• _WORK TO DO_:
Rewrite every line of the entries below as a numbered list, leaving out blank lines.

• _EXTRACTED RECORDS_:
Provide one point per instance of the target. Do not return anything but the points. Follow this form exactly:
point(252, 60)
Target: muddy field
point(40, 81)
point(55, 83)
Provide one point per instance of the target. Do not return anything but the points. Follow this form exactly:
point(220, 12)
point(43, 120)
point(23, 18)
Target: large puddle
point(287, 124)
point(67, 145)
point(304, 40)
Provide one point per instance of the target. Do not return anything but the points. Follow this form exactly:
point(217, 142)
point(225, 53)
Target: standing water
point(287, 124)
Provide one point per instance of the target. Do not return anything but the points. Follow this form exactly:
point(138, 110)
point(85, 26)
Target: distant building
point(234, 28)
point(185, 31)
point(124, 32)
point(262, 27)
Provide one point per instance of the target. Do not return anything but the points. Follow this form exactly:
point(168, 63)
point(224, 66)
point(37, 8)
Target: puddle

• _WORKED ANSWER_:
1. Provide one point per instance of the target. Do not return anything but the points. Follow this form exactly:
2. point(252, 60)
3. Target: muddy field
4. point(40, 81)
5. point(55, 83)
6. Provide one point per instance of the target. Do not return anything but the points. Follow this form exactly:
7. point(220, 12)
8. point(43, 120)
9. point(23, 18)
10. Target: large puddle
11. point(287, 124)
12. point(67, 145)
13. point(304, 40)
14. Provide one point per instance of the target. Do not return anything but the points. Follow this form exactly:
15. point(217, 142)
16. point(225, 53)
17. Target: standing water
18. point(287, 124)
19. Provide one point per instance of the target. Do not return anything but the points. Follow this form exactly:
20. point(138, 110)
21. point(85, 26)
22. Target: distant building
23. point(234, 28)
24. point(185, 31)
25. point(124, 32)
26. point(262, 27)
27. Provide one point per instance of the target. Do not return anything but the points. Follow this form exactly:
28. point(168, 63)
29. point(224, 66)
30. point(37, 8)
31. Target: puddle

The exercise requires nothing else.